_Required work_
Between the line containing "Task: place one keypoint per instance of the giraffe mane" and the line containing "Task: place one keypoint per instance of the mountain" lies a run of lines; give that run again exactly, with both of those lines, and nothing else from the entries below.
- Opening Delimiter -
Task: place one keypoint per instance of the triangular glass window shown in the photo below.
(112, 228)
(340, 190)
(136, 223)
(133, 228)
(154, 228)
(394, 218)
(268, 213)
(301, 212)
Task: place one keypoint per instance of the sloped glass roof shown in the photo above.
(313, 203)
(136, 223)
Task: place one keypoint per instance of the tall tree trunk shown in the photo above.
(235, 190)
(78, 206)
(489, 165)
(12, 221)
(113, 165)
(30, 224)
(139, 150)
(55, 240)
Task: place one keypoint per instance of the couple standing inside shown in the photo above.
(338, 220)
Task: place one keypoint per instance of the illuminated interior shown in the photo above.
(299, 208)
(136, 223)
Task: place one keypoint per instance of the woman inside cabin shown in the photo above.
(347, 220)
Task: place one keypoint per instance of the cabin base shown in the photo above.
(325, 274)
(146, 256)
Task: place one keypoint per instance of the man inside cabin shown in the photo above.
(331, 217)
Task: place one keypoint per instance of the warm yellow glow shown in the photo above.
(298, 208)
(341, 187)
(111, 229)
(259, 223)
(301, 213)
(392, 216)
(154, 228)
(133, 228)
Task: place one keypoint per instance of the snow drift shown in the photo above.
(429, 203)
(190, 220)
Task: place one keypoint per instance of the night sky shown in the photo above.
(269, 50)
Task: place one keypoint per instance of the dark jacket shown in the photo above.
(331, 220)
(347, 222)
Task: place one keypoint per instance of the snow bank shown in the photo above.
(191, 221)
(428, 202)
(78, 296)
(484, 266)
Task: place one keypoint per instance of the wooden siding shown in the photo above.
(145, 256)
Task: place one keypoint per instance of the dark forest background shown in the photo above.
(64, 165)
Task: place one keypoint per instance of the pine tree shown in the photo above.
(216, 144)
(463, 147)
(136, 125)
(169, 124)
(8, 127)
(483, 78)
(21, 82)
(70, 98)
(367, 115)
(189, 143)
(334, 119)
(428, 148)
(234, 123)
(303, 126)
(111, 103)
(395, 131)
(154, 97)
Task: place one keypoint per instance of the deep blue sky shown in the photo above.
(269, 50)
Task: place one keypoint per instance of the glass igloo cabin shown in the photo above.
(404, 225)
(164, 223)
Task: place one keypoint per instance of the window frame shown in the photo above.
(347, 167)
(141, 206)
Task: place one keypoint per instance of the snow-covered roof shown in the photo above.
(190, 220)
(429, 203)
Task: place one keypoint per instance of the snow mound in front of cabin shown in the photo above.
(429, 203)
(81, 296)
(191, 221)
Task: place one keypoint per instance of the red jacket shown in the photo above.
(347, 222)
- Closing Delimiter -
- Opening Delimiter -
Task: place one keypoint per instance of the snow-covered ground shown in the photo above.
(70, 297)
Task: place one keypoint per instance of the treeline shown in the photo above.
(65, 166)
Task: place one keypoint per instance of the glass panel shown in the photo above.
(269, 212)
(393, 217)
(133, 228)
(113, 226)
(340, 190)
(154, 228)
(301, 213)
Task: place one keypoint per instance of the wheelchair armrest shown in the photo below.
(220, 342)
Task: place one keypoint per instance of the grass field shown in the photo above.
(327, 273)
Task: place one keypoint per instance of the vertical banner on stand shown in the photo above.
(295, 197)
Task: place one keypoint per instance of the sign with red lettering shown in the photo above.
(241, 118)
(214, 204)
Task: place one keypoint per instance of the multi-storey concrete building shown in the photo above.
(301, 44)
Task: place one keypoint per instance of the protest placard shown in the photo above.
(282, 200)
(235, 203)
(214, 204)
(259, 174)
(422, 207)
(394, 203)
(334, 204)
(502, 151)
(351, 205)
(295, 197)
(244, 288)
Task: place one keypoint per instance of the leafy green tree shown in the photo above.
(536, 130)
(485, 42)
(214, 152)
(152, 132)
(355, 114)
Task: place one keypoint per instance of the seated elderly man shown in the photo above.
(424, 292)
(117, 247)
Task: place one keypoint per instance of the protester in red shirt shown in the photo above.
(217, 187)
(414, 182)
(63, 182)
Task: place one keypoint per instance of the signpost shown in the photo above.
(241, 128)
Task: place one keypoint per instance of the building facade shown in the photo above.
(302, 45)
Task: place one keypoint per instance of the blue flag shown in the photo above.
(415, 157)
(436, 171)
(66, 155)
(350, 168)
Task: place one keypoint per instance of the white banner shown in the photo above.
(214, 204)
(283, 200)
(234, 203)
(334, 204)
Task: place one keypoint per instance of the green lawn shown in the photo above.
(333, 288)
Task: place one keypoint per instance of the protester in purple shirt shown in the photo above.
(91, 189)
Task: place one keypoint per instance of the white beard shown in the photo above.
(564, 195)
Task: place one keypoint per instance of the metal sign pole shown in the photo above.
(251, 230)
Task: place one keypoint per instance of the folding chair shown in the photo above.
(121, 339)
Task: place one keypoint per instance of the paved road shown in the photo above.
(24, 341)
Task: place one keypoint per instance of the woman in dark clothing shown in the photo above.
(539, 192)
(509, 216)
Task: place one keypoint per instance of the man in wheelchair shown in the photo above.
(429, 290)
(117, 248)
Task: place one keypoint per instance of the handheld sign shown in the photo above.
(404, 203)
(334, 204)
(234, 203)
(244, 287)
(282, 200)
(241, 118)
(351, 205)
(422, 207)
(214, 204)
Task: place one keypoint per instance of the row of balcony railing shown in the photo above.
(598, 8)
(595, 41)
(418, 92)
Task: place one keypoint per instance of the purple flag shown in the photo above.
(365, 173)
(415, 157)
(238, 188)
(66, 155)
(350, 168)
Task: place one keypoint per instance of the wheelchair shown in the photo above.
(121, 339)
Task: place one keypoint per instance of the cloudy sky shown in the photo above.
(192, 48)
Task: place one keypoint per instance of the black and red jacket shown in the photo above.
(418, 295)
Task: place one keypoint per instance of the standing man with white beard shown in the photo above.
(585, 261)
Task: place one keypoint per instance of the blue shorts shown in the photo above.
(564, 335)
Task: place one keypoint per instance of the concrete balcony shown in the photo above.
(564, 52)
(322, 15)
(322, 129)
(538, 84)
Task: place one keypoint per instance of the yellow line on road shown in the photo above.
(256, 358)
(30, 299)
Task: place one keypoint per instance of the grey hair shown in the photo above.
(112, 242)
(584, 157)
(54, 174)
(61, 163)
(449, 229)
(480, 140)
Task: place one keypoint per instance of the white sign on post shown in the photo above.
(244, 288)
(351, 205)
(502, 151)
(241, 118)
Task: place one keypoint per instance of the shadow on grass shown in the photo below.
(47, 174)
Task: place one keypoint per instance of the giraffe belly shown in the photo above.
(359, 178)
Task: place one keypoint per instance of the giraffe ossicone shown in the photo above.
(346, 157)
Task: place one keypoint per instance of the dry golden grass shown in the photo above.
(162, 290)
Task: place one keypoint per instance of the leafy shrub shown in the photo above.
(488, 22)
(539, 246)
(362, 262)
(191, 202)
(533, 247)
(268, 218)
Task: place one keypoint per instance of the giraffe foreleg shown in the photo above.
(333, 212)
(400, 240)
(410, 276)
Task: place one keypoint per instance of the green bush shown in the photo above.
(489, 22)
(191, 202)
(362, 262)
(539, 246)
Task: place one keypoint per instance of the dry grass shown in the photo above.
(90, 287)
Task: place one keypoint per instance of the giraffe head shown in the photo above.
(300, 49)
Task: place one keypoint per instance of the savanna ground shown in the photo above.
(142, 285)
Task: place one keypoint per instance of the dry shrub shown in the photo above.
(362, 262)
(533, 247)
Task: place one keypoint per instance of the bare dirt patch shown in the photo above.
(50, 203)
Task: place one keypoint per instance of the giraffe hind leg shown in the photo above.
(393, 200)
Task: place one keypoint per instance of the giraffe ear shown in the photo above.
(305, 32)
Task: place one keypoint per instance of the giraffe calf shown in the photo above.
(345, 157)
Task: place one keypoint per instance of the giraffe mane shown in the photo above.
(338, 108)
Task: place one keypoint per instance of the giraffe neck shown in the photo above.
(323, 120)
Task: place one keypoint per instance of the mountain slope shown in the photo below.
- Closing Delimiter -
_Task result_
Task: place one keypoint per instance of the giraffe mane shown in the photo above.
(338, 108)
Task: place one keypoint per instance of the giraffe neck shown in the photo above.
(323, 120)
Task: place one keypoint per instance of the mountain slope shown in the photo below.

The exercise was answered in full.